> **RECORDED DATA**
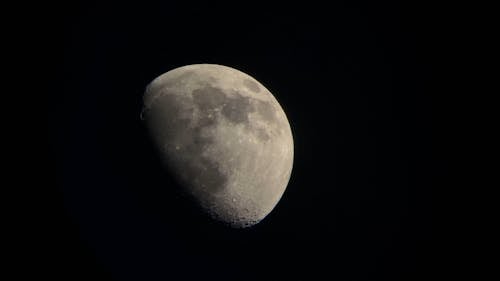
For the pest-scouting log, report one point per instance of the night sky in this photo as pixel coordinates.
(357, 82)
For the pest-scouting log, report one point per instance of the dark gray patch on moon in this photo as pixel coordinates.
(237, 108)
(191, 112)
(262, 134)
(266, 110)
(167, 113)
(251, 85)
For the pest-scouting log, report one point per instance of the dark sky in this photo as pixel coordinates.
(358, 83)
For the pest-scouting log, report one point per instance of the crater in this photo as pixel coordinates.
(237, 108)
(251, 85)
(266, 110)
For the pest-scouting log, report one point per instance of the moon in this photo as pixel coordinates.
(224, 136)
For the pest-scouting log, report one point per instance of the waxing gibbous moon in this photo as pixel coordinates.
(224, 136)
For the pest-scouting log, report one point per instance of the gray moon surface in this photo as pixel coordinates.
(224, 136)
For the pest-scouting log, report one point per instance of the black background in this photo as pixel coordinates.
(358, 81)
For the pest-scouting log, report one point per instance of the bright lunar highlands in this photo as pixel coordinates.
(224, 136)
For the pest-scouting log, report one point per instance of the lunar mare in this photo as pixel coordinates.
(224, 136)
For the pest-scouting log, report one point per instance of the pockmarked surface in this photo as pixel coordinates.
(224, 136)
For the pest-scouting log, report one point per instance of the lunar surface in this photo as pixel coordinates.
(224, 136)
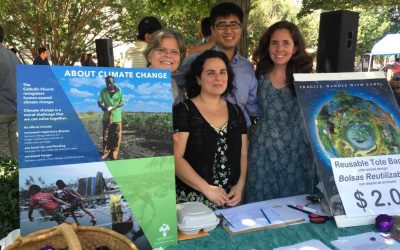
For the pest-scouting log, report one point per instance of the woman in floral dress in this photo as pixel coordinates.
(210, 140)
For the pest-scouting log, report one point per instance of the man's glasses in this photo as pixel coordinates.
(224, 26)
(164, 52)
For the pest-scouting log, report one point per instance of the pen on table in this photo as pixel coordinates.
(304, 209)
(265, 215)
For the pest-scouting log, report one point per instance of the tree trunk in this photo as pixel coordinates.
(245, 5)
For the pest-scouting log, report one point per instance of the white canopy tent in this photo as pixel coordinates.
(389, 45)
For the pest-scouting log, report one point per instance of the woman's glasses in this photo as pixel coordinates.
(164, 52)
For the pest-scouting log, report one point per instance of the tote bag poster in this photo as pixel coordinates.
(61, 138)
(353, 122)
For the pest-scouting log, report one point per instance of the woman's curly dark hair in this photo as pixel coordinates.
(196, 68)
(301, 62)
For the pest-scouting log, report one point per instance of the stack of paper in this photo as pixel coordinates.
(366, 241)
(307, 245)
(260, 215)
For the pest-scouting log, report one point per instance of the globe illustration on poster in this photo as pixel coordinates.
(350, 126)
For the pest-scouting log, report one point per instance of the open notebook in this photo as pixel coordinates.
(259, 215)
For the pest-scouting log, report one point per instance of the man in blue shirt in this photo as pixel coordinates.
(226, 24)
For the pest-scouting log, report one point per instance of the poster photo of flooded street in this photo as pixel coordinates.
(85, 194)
--
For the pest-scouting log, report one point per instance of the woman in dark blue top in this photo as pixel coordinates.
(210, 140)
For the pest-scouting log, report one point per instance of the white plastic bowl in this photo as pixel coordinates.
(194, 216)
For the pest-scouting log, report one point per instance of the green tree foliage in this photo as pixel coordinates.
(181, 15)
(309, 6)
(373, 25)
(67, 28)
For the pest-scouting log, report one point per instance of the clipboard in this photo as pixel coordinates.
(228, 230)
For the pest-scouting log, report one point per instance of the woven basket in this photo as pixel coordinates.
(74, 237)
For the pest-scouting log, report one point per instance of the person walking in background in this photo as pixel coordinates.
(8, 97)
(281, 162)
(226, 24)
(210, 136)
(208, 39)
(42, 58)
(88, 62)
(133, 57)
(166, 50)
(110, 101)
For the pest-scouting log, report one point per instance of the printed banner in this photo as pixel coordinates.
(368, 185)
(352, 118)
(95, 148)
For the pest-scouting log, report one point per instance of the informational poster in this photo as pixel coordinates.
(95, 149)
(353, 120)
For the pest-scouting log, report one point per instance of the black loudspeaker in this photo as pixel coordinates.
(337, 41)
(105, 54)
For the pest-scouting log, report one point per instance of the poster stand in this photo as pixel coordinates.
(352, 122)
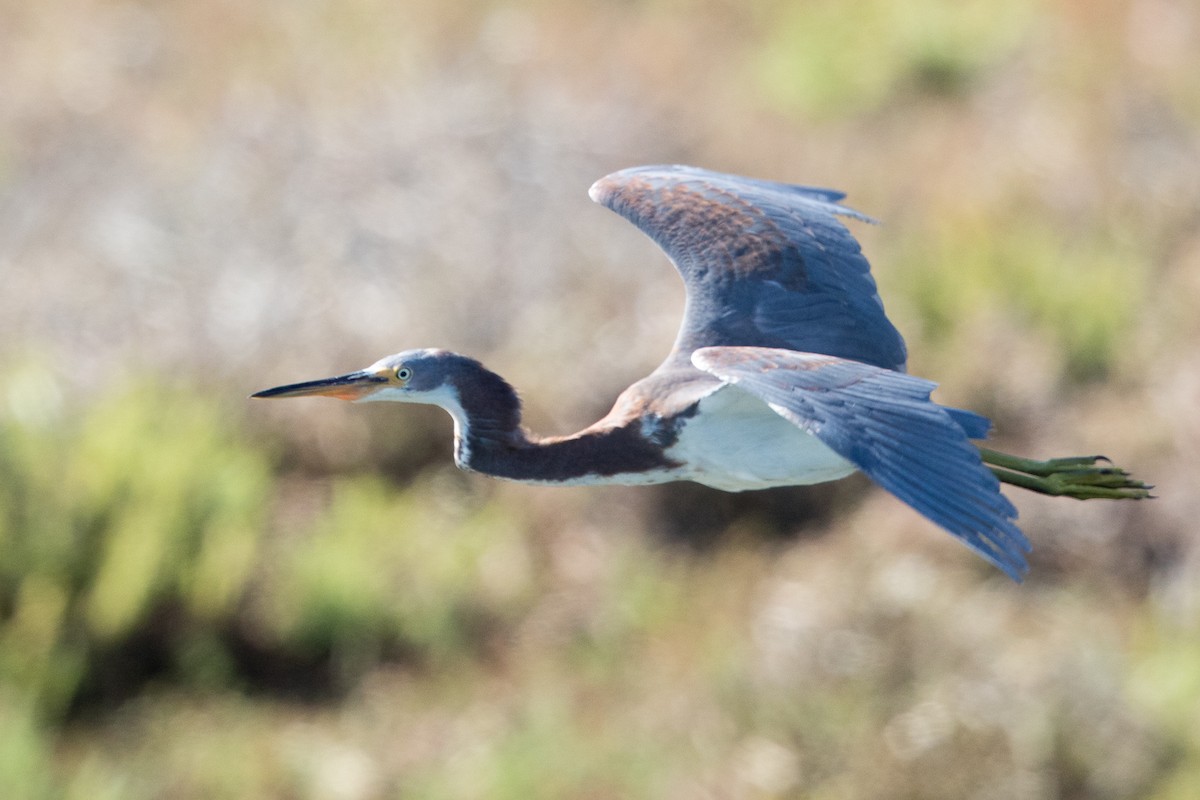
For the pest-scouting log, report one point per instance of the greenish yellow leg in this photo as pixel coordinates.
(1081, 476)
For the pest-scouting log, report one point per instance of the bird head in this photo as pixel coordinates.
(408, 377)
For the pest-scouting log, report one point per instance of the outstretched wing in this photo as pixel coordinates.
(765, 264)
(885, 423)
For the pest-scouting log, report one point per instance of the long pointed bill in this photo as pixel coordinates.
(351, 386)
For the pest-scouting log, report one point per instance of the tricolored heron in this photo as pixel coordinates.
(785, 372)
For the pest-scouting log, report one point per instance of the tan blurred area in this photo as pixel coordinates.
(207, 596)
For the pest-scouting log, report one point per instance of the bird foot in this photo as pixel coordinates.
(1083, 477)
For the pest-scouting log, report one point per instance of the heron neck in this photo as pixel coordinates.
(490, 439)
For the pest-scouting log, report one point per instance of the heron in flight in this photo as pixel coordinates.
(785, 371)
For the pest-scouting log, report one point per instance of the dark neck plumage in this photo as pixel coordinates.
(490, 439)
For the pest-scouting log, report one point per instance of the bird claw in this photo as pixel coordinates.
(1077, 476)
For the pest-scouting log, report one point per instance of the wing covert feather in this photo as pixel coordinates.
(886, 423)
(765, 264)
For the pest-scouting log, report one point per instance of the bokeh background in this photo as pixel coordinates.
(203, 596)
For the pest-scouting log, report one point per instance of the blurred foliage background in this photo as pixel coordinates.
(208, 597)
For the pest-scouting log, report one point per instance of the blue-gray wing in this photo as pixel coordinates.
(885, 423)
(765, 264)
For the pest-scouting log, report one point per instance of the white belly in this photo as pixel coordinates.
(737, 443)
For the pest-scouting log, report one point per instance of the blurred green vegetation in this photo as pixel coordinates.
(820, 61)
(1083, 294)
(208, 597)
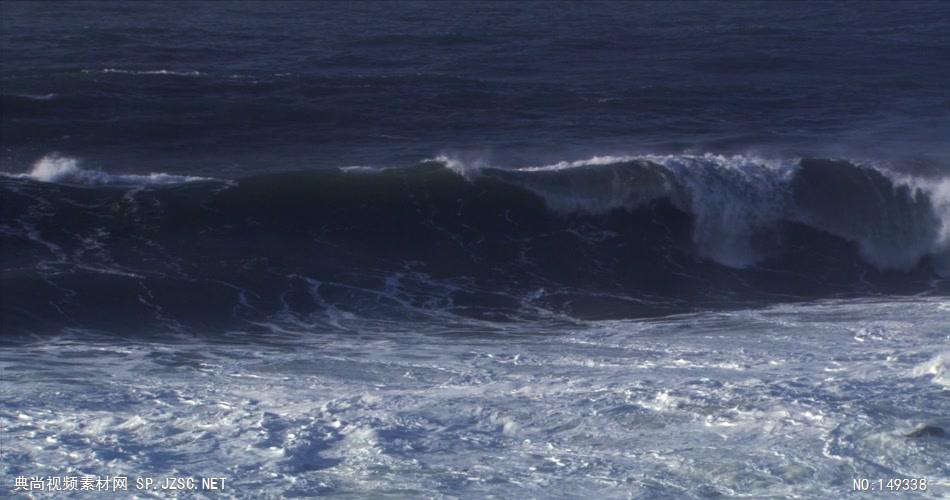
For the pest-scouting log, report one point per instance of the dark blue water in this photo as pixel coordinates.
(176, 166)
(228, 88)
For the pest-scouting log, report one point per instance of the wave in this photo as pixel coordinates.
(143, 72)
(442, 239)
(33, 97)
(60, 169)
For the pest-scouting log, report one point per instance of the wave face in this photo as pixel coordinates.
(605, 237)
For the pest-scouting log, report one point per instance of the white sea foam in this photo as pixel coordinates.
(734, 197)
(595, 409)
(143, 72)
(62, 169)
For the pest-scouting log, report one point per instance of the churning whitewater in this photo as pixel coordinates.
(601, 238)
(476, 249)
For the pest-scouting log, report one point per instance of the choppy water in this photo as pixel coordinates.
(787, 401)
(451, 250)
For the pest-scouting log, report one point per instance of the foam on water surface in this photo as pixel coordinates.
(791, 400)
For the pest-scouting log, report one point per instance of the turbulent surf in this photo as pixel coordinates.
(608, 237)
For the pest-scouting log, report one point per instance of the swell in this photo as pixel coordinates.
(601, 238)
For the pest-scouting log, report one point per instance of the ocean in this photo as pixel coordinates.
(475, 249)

> **EXERCISE INSTRUCTIONS**
List each line from both blocks of records that contains the word "black", copying every such line in full.

> **PROBLEM SOLUTION**
For the pest-scouting log, report one point per instance of the black background in this photo as pixel coordinates.
For the pest-scouting log, report one point per instance of the black loudspeaker in this photo as pixel coordinates.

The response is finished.